Task to complete: From the entries below, retype only the lines from the one with "One marker per instance of the pale" through the one with "One marker per instance of the spiky", exactly as written.

Information:
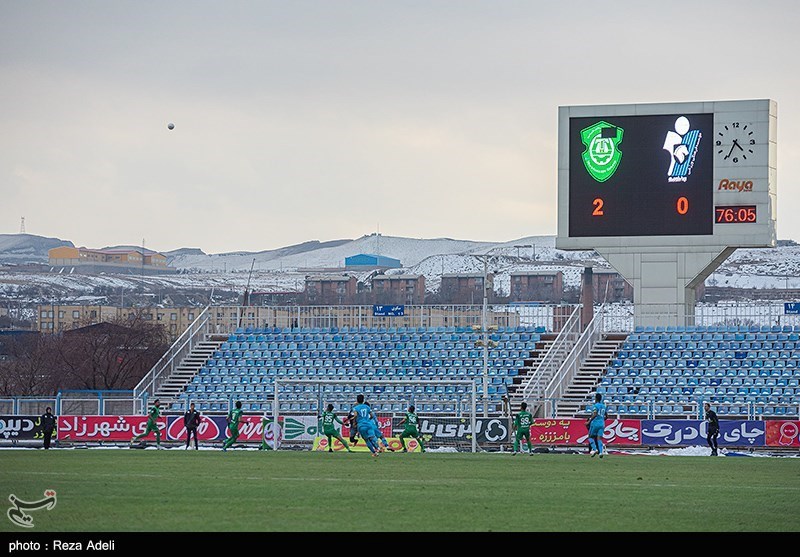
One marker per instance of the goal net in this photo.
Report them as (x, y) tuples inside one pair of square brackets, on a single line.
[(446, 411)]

--

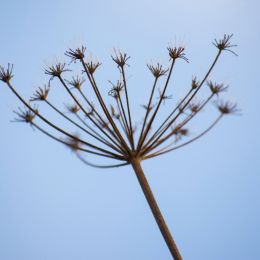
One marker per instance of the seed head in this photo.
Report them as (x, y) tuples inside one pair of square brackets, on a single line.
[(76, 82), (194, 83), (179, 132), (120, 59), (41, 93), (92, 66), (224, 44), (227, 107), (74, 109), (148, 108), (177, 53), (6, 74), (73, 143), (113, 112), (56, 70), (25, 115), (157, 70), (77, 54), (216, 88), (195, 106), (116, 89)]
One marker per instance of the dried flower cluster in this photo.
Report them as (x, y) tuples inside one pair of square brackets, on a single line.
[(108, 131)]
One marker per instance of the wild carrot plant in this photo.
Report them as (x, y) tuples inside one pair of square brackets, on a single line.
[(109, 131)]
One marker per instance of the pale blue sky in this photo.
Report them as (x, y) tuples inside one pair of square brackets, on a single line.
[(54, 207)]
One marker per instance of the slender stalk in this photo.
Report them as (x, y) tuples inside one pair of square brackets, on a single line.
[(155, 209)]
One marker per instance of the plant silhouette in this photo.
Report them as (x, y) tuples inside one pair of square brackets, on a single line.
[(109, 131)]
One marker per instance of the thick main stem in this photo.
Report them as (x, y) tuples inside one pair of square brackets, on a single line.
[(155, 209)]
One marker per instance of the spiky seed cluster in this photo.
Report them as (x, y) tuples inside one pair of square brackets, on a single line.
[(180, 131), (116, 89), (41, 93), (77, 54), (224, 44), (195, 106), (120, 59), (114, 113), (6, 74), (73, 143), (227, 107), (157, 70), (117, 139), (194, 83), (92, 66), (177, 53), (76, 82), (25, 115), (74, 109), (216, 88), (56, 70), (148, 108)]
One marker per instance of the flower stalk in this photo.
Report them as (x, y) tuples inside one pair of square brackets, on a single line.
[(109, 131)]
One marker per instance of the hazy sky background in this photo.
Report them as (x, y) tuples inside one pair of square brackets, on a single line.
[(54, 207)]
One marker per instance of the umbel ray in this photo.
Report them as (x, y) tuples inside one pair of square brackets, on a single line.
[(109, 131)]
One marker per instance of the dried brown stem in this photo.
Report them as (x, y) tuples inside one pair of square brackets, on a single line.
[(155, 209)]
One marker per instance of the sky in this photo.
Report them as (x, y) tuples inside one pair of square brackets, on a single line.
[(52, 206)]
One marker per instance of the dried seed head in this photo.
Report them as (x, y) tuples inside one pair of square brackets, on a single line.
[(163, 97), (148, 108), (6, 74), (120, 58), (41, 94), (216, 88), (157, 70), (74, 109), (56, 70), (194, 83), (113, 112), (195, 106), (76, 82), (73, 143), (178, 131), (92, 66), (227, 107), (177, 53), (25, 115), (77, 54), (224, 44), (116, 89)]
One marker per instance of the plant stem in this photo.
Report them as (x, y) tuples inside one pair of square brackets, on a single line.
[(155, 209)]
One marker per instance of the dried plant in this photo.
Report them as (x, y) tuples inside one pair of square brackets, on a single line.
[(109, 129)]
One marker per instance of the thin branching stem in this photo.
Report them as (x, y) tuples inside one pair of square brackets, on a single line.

Written answer:
One marker per instance of the pale blue sky in this photo.
Report them as (x, y) tuples inside one pair of square brackets, on a single line.
[(54, 207)]
One marker per instance of the slender stalk in this photo.
Report them as (x, y) tuples inside one pair of square brackets, on a single line.
[(155, 209)]
One marker per instance of the plant silhouette in this photo.
Report them as (x, y) tuples inside one pair of square brackets, on a single line.
[(109, 131)]
One marker per instance of the thick main stem in this photo.
Report them as (x, y) tuples inside one pair of square brackets, on a single line.
[(155, 209)]
One marker per instance of the spiky seed cluster in this photo.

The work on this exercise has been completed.